> **Task prompt**: Please rewrite the listing lines from the line containing "In the photograph above, where can the overhead" through the line containing "In the photograph above, where can the orange dump", inclusive, changing "dark car" to "black car" and leaving everything else as it is.

Dataset rows showing where objects appear
• • • • •

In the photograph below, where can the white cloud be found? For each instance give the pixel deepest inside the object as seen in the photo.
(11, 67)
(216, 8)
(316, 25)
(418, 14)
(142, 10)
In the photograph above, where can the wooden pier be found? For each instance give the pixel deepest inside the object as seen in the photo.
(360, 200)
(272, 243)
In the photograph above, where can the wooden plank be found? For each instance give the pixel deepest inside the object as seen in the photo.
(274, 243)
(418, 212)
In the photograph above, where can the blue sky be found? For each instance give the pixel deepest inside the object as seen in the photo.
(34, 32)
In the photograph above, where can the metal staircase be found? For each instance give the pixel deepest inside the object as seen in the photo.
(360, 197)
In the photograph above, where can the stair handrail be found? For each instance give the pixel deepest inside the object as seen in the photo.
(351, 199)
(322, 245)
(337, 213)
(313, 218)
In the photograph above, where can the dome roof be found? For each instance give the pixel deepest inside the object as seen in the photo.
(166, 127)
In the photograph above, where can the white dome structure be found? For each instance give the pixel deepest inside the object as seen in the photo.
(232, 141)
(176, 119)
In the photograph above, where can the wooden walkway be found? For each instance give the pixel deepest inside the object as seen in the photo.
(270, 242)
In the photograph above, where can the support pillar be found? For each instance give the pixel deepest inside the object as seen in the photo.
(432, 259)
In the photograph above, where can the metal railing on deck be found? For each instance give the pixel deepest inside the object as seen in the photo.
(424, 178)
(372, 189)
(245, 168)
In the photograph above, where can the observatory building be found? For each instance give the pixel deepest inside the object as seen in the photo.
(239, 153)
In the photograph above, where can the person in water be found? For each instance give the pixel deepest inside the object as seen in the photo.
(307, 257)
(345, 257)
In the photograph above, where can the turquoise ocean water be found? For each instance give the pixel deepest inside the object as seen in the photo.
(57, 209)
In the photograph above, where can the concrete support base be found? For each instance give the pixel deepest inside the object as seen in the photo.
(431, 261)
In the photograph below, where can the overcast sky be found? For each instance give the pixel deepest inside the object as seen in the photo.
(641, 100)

• • • • •

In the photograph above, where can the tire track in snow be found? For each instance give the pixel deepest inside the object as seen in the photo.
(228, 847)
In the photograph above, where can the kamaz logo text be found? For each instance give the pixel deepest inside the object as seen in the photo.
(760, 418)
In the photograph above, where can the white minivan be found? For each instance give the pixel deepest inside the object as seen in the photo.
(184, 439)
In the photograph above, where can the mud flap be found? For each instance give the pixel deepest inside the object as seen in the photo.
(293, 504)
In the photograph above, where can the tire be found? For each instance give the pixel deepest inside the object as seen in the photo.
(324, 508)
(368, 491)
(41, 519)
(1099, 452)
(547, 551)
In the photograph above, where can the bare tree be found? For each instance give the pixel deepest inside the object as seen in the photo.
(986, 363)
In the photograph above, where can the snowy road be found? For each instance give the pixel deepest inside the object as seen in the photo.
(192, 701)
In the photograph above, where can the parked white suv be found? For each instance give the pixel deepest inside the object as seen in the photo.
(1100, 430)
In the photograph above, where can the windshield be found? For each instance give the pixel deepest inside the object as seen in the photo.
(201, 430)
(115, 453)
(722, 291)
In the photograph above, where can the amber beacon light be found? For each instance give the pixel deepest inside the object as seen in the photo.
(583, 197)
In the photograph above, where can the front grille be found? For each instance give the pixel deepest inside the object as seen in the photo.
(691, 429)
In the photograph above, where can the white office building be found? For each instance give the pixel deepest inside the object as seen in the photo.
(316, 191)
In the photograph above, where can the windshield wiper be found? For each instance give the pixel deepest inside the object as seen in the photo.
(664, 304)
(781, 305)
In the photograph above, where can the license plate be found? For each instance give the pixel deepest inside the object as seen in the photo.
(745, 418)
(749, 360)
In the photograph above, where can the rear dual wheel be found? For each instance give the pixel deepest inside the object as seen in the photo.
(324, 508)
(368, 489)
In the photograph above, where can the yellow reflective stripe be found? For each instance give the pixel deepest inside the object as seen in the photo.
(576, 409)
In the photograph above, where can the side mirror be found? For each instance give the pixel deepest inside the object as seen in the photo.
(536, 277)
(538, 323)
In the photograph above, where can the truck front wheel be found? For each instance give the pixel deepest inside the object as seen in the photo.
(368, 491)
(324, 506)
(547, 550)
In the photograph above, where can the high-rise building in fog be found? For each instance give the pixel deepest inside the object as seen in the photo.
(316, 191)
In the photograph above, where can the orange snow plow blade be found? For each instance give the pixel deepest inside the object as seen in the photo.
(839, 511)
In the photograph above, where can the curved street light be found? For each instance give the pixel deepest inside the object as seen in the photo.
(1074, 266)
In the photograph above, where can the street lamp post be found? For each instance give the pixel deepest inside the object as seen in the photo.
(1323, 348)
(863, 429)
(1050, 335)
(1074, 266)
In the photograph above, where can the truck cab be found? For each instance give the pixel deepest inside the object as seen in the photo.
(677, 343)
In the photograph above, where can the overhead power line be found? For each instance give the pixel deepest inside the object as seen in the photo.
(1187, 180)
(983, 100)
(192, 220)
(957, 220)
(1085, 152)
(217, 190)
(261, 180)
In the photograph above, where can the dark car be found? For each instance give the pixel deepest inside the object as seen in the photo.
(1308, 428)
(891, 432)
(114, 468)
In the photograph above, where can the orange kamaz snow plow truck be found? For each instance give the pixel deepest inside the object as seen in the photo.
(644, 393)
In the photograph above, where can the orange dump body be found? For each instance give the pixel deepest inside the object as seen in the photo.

• • • • •

> **Answer in full**:
In the photograph above, where can the overhead power line be found? For each instance give the pixel deepest inside the object as seen in the photo.
(1187, 180)
(983, 100)
(192, 220)
(957, 220)
(1085, 152)
(217, 190)
(261, 180)
In the photograph above, where can the black car be found? For each instance give the pixel deepest inside the object as seen in the photo.
(1308, 428)
(891, 432)
(114, 468)
In the photograph above, where can the orange kamaz snow plow truck be found? For each instance give the pixel deepest inside the object as seen in the photo.
(644, 393)
In the photograph above, where can the orange dump body be found? For each instance give the pixel deepest inside the object as seen in the photo.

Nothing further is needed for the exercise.